» **元の文章**:
高市政権がコメの増産方針を転換したことについて「不愉快な話」だと不満を表明したり、中国との関係悪化も「日本の利益にはならない」と暗に高市答弁を批判したりしている。右派系の論客やSNS上では、「早くも後ろから鉄砲を撃った」「やっぱり空気が読めない党内野党」等々、石破叩きが盛り上がっている。
退陣前の世論調査では、退陣の必要なしという声が多かったのだが、辞めてしまうとこんなにも空気が変わるものなのか。石破氏もそう思っているに違いない。
しかし維新や国民との協力の下地を作ったのは、その石破氏だった。少数与党という厳しい状況のなでにかで年収の壁をめぐって国民との協議を重ね、維新に対しては、高校授業料無償化をテコに補正予算への賛成も取り付けている。
立憲民主との協議も進めて、今年度予算の年度内成立も実現した。野党側との熟議を通じて、政権を維持してきたのも石破前首相の手腕が大きい。ここで失敗していれば、おそらく参院選の結果も、その後の自民党総裁選もどんな展開になっていたか分からない。そうなれば高市首相の存在もなかったかもしれないのだ。

» **練習問題 1**: 石破前首相についての文章から、「高市政権がコメの増産方針を転」で始まり「もなかったかもしれないのだ。」で終わる部分を一字も変えずに書き写してください。

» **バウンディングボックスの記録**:

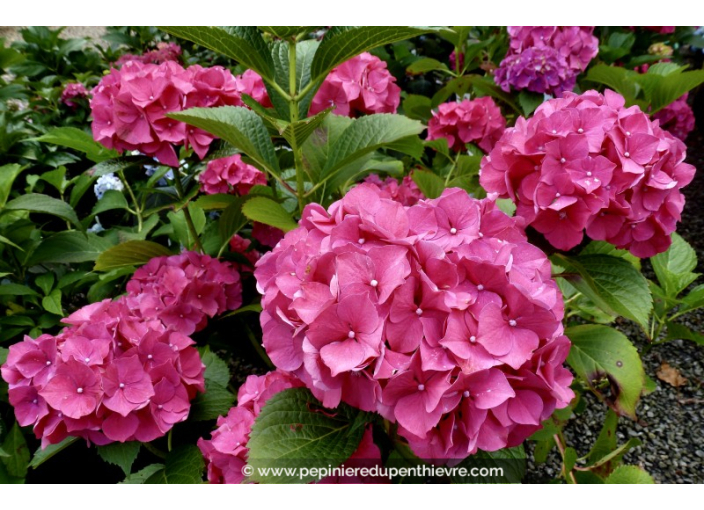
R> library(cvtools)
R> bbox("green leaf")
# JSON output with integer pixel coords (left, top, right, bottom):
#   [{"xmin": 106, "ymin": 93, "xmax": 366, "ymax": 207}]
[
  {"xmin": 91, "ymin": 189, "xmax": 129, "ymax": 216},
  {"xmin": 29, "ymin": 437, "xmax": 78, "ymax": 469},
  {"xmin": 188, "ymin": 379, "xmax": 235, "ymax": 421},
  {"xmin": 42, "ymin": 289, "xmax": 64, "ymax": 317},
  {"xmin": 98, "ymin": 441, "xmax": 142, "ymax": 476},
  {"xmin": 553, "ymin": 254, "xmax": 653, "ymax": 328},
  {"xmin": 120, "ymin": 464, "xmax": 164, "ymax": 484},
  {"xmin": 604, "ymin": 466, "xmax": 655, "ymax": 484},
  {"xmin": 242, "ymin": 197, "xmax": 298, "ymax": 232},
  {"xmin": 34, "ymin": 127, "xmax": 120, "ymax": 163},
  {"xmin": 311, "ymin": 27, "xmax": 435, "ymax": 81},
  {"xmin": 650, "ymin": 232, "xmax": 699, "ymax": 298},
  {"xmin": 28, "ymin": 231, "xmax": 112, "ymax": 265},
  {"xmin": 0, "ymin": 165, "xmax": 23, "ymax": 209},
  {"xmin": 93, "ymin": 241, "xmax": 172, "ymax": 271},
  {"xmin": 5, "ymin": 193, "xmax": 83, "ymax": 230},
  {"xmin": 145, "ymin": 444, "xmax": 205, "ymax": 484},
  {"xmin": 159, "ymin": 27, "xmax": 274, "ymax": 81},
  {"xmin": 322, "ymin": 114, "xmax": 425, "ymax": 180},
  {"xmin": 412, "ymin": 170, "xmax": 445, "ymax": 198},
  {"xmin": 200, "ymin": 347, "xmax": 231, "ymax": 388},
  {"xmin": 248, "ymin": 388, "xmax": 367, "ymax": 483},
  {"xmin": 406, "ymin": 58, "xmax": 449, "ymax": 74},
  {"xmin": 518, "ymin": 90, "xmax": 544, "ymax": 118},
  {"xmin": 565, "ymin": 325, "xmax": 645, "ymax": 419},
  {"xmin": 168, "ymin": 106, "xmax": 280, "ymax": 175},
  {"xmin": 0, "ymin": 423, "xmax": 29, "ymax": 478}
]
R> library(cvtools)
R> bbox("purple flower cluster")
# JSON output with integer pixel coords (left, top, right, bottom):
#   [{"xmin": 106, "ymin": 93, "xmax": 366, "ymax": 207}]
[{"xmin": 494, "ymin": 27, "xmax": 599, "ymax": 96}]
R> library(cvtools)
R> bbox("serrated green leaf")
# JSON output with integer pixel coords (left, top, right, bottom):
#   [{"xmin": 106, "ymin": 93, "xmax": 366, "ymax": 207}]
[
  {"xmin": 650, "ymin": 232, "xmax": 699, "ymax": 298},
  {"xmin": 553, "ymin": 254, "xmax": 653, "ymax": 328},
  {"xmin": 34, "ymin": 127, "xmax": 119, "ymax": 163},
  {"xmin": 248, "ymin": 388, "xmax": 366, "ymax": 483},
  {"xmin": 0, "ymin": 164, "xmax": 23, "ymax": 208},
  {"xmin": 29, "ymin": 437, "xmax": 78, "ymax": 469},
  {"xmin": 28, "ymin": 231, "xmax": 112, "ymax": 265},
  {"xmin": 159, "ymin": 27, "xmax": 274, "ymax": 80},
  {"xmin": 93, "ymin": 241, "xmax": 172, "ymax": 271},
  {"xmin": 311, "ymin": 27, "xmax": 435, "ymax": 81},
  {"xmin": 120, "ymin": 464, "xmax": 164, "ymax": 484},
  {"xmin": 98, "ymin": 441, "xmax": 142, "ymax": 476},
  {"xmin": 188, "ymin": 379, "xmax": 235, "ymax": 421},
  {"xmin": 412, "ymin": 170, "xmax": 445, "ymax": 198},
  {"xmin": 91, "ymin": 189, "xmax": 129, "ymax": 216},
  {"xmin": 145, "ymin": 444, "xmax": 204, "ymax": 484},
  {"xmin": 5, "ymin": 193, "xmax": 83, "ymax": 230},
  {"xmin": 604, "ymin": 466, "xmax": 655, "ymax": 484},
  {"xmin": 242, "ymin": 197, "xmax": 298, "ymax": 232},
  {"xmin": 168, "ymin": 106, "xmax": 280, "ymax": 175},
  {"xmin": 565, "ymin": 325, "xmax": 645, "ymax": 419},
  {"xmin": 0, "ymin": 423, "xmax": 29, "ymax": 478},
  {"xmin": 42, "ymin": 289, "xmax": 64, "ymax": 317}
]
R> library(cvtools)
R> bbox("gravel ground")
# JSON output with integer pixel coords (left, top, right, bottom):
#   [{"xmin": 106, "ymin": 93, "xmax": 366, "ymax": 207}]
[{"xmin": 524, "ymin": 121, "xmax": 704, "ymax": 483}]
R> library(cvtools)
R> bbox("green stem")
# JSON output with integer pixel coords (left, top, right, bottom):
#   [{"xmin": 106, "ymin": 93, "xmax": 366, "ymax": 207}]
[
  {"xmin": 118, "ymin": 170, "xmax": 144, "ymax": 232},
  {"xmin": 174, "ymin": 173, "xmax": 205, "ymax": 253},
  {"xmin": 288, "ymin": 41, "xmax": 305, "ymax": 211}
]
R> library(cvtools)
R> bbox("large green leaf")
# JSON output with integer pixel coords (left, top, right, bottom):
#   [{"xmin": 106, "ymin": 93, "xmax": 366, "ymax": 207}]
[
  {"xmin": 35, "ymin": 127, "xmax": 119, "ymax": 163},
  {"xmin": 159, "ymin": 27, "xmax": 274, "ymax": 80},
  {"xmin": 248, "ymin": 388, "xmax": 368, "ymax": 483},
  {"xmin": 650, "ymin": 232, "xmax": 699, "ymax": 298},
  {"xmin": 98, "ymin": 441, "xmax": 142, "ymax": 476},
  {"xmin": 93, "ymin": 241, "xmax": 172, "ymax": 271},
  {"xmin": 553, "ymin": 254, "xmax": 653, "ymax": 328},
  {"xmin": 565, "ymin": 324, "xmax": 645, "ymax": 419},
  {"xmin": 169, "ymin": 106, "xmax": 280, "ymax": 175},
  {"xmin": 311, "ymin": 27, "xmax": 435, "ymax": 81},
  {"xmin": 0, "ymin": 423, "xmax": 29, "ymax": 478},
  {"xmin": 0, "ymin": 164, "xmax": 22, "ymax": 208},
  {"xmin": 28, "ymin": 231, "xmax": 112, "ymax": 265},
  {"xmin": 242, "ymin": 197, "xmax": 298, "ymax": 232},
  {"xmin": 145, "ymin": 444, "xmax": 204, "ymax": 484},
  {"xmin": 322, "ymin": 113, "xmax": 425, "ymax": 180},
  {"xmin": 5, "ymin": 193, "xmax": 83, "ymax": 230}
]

--

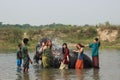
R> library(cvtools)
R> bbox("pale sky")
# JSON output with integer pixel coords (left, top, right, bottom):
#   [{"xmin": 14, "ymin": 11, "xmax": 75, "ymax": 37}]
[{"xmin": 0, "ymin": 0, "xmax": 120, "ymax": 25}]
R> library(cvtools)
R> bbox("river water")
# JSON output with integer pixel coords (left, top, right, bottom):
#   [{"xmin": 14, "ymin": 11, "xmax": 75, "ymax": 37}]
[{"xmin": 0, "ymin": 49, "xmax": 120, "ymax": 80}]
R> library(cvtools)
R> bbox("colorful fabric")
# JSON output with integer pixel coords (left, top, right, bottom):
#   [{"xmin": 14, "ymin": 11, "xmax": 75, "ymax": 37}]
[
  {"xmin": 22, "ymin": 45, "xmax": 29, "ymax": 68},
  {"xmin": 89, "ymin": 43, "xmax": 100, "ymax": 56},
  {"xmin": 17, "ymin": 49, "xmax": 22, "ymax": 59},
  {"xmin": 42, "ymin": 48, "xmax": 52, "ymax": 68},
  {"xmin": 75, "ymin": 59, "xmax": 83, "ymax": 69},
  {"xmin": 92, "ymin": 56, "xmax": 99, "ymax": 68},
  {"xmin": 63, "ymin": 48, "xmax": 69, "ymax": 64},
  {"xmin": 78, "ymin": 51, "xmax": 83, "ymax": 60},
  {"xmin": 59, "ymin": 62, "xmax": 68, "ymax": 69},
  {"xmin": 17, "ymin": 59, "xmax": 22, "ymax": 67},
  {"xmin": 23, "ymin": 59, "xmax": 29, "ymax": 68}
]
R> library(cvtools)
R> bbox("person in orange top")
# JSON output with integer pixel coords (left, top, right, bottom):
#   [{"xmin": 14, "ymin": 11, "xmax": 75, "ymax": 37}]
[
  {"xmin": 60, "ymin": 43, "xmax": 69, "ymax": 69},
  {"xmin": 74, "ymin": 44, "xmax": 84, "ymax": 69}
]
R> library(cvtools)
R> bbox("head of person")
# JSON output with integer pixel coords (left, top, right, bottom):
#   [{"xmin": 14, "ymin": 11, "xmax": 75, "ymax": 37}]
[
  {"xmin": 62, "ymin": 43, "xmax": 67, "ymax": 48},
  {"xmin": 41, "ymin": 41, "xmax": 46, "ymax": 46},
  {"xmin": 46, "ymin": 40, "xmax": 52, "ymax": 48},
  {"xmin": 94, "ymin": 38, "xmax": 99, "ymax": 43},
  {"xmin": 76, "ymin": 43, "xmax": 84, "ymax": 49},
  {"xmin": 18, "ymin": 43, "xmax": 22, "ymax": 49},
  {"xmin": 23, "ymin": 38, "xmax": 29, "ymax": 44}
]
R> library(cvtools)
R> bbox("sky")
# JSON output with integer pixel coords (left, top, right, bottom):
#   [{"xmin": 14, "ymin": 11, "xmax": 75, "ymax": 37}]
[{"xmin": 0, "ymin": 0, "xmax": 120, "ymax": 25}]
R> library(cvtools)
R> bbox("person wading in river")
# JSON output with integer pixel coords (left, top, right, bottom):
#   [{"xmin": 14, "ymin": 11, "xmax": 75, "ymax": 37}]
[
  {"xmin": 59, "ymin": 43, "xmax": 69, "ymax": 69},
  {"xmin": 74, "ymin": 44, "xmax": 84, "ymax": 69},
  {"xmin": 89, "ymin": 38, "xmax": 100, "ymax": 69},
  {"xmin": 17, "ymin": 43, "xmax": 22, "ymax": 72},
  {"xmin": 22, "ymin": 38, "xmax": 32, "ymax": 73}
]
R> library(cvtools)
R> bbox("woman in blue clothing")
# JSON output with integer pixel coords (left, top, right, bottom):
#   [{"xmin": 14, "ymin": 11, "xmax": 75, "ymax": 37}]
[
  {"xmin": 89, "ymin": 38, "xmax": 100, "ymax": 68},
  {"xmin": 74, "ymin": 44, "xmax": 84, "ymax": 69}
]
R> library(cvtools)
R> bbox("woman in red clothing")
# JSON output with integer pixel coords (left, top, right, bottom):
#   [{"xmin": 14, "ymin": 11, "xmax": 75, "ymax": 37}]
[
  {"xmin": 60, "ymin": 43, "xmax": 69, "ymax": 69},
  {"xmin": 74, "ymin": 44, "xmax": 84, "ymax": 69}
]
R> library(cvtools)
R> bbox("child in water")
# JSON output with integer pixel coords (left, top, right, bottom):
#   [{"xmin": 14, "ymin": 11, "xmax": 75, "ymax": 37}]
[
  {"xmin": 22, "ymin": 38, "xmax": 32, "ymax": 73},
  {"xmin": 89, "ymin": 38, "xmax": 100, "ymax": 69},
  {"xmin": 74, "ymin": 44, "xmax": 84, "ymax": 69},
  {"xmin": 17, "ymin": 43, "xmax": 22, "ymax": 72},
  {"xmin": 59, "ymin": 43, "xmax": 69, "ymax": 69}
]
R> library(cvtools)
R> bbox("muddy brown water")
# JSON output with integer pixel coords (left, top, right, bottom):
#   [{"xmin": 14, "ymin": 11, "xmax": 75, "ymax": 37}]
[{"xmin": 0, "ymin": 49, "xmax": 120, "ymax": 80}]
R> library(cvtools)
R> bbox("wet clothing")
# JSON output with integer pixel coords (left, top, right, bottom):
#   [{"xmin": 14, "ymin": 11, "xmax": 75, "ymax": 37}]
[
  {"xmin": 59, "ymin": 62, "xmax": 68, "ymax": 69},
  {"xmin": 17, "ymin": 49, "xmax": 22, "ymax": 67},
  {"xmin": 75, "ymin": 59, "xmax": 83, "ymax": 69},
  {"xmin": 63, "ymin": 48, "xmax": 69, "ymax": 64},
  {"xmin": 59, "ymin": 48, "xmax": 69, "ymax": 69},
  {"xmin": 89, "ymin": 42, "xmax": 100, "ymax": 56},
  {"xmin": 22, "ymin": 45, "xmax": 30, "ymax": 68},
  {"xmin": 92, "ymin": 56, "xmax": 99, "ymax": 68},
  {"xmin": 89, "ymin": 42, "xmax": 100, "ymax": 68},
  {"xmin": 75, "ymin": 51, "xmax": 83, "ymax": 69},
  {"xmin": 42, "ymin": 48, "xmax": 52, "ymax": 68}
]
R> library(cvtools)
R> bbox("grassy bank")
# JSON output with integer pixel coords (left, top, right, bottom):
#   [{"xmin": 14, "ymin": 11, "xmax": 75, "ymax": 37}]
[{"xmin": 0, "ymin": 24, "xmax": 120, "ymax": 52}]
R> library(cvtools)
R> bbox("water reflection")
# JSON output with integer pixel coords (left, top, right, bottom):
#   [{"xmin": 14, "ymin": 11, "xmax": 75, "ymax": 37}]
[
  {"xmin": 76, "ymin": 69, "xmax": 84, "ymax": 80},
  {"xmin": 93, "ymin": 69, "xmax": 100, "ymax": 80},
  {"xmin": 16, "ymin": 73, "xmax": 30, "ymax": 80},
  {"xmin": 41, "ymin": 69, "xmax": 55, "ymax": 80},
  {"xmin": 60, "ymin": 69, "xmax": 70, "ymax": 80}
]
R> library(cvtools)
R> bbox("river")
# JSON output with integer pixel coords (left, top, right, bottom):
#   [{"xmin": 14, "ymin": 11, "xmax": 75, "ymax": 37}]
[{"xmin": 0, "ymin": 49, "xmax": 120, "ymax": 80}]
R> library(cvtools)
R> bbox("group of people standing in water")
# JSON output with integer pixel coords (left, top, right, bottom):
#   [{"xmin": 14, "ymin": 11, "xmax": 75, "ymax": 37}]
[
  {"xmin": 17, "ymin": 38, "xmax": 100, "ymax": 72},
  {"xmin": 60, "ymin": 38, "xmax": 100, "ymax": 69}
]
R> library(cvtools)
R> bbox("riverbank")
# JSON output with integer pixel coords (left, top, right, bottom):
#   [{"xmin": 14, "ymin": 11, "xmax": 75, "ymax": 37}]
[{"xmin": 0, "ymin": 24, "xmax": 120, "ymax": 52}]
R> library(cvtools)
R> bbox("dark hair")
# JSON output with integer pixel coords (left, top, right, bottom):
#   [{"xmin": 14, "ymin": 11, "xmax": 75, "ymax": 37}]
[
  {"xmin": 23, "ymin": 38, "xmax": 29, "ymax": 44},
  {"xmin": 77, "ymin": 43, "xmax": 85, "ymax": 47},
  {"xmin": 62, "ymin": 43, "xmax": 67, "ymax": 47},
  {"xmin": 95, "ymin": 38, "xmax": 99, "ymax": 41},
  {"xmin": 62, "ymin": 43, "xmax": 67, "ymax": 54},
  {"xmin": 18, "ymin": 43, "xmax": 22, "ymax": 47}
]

» **練習問題 2**: 上の記録から、「clothing」という文字列を含む行をすべて選び出してください。大文字と小文字は区別します。

» **解答例 1**:
高市政権がコメの増産方針を転換したことについて「不愉快な話」だと不満を表明したり、中国との関係悪化も「日本の利益にはならない」と暗に高市答弁を批判したりしている。右派系の論客やSNS上では、「早くも後ろから鉄砲を撃った」「やっぱり空気が読めない党内野党」等々、石破叩きが盛り上がっている。
退陣前の世論調査では、退陣の必要なしという声が多かったのだが、辞めてしまうとこんなにも空気が変わるものなのか。石破氏もそう思っているに違いない。
しかし維新や国民との協力の下地を作ったのは、その石破氏だった。少数与党という厳しい状況のなでにかで年収の壁をめぐって国民との協議を重ね、維新に対しては、高校授業料無償化をテコに補正予算への賛成も取り付けている。
立憲民主との協議も進めて、今年度予算の年度内成立も実現した。野党側との熟議を通じて、政権を維持してきたのも石破前首相の手腕が大きい。ここで失敗していれば、おそらく参院選の結果も、その後の自民党総裁選もどんな展開になっていたか分からない。そうなれば高市首相の存在もなかったかもしれないのだ。

» **解答例 2**:
R> bbox("woman in blue clothing")
R> bbox("woman in red clothing")
R> bbox("wet clothing")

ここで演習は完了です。